— Supplied text —
%%
Redis Prefix Cache Invalidation¶
What it does: Invalidates hot subgraph cache entries in Redis when the underlying graph data changes.
Implementation:
1. Ingestion Service writes graph update to Neo4j
2. Publishes substrate.cache.invalidate event to NATS with affected node IDs and edge types
3. Cache Service subscribes, computes cache key patterns affected by the update, issues Redis DEL or TTL reset for matching keys
Cache key namespace: subgraph:{query_type}:{node_id}:{depth}. Cache invalidation is key-pattern based, not full-cache flush, to avoid thrashing the cache on every ingestion event.
Flyway Migrations (PostgreSQL)¶
Flyway manages all PostgreSQL schema evolution. Non-negotiable from day one.
Conventions:
- Migration files: migrations/postgres/V{version_number}__{description}.sql
- Versioning: sequential integers (V1, V2, ... not timestamps, to prevent merge conflicts)
- All migrations are forward-only (no rollback scripts)
- Breaking changes use a multi-step migration: (1) add new column, (2) backfill, (3) add constraint, (4) deprecate old column in a later version
Startup check: make migrate runs Flyway before any application service starts. If any migration fails, startup aborts with exit code 1 and logs the failing statement.
neo4j-migrations (Graph Schema)¶
neo4j-migrations manages Neo4j schema constraints and indexes.
Conventions:
- Migration files: migrations/neo4j/V{version_number}__{description}.cypher
- All constraint creation: CREATE CONSTRAINT IF NOT EXISTS FOR (n:NodeLabel) REQUIRE n.property IS UNIQUE
- All index creation: CREATE INDEX IF NOT EXISTS FOR (n:NodeLabel) ON (n.property)
- Label additions are additive; removals require explicit deprecation migration to avoid breaking existing queries
Critical indexes (must exist from day one):
CREATE INDEX service_name IF NOT EXISTS FOR (s:Service) ON (s.name);
CREATE INDEX service_domain IF NOT EXISTS FOR (s:Service) ON (s.domain);
CREATE INDEX developer_keycloak IF NOT EXISTS FOR (d:Developer) ON (d.keycloak_id);
CREATE INDEX decision_source IF NOT EXISTS FOR (d:DecisionNode) ON (d.source_url);
NATS JetStream Stream Replay¶
What it does: Provides at-least-once event delivery with replay capability for event-sourced graph rebuilds.
Stream configuration:
| Stream Name | Subject Filter | Retention | Consumers |
|---|---|---|---|
INGESTION |
substrate.ingestion.> |
7 days | Ingestion Service workers |
GOVERNANCE |
substrate.governance.> |
7 days | Governance Service workers |
IDENTITY |
substrate.identity.> |
30 days | Graph mutation workers |
AUDIT |
substrate.audit.> |
90 days | Audit log writer + SIEM export |
CACHE |
substrate.cache.> |
1 hour | Cache invalidation workers |
Replay semantics: If the Ingestion Service crashes mid-parse, the unacknowledged message is replayed after the ackWait timeout (default: 30 seconds). The worker re-processes the event idempotently — all graph writes use MERGE rather than CREATE to prevent duplicate nodes on replay.
Idempotency requirement: Every NATS consumer must be idempotent. Graph writes use MERGE (n:Service {name: $name}) ON CREATE SET n += $props ON MATCH SET n.last_updated = timestamp(). This ensures that replaying an event twice produces the same result as processing it once.
%%
— Required actions —
(1) According to the supplied text, what is the default ackWait timeout before an unacknowledged message is replayed?
(2) Print everything in the supplied text from "Flyway Migrations (PostgreSQL)¶" down to "prevent merge conflicts)".

— Input data —
%%
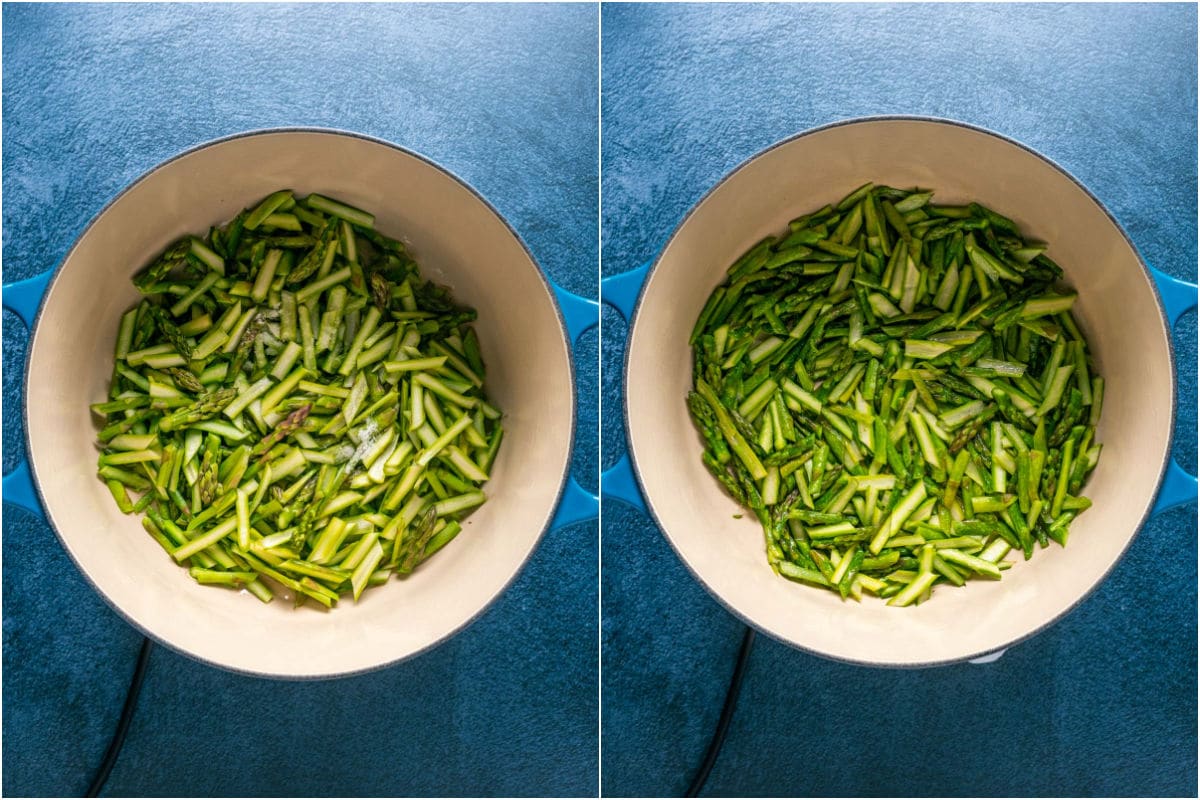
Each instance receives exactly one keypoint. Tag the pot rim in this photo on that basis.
(270, 131)
(897, 118)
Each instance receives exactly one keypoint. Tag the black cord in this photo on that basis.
(723, 722)
(123, 723)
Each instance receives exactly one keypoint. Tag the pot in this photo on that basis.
(1127, 325)
(460, 241)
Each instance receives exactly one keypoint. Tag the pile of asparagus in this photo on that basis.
(293, 405)
(899, 392)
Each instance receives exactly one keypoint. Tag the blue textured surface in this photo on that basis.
(503, 96)
(1104, 702)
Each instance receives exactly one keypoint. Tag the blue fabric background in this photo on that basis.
(1104, 702)
(505, 97)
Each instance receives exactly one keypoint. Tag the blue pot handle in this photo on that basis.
(1179, 296)
(580, 314)
(622, 292)
(24, 298)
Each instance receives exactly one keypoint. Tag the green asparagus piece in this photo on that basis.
(899, 391)
(262, 409)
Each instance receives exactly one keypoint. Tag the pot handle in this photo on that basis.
(622, 292)
(580, 314)
(1179, 296)
(24, 298)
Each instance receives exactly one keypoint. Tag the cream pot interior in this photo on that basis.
(460, 241)
(1117, 310)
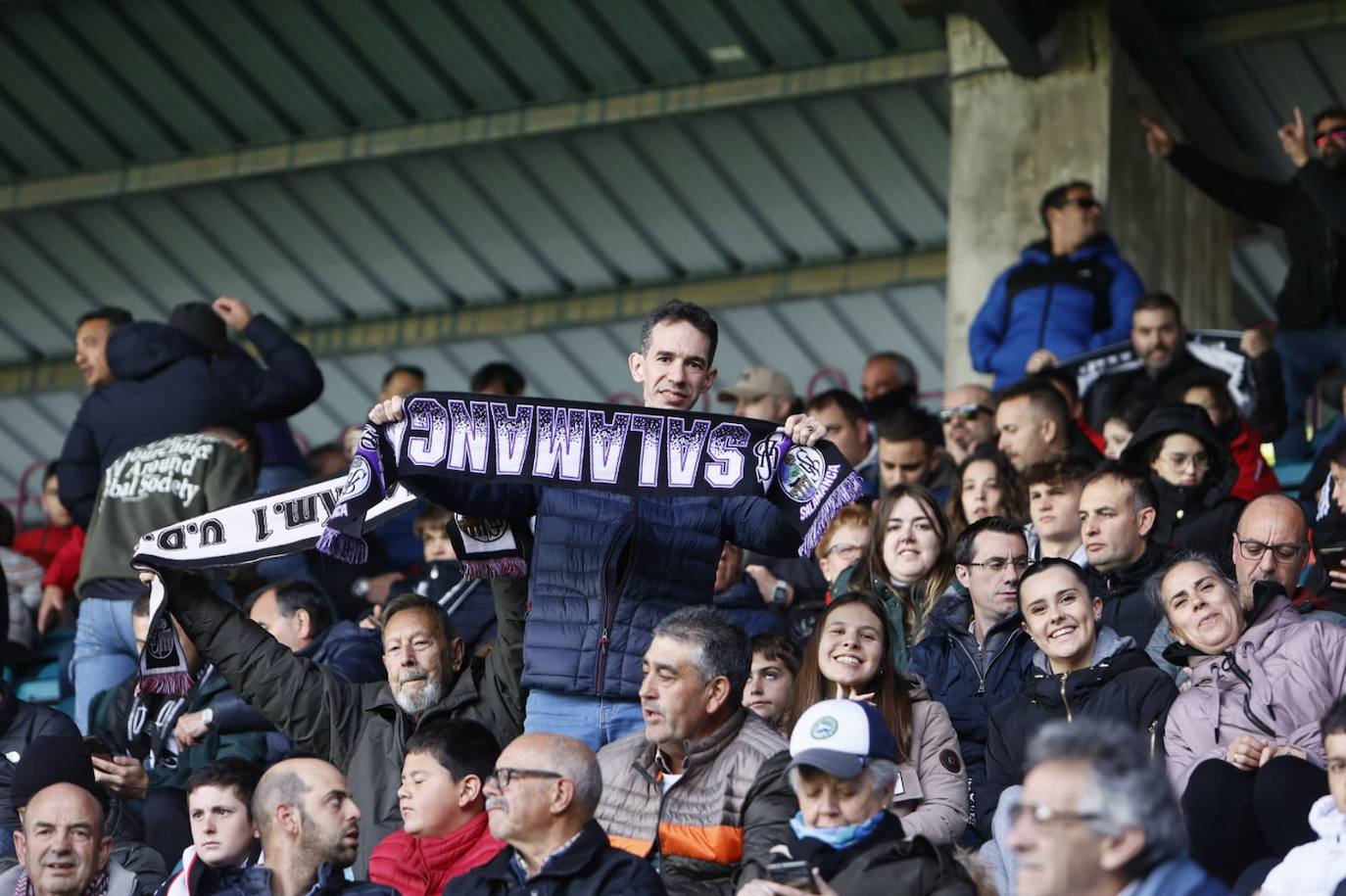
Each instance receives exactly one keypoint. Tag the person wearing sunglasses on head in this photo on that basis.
%%
— Answers below —
(1) 30 seconds.

(2)
Flyway Migrations (PostgreSQL)¶
Flyway manages all PostgreSQL schema evolution. Non-negotiable from day one.
Conventions:
- Migration files: migrations/postgres/V{version_number}__{description}.sql
- Versioning: sequential integers (V1, V2, ... not timestamps, to prevent merge conflicts)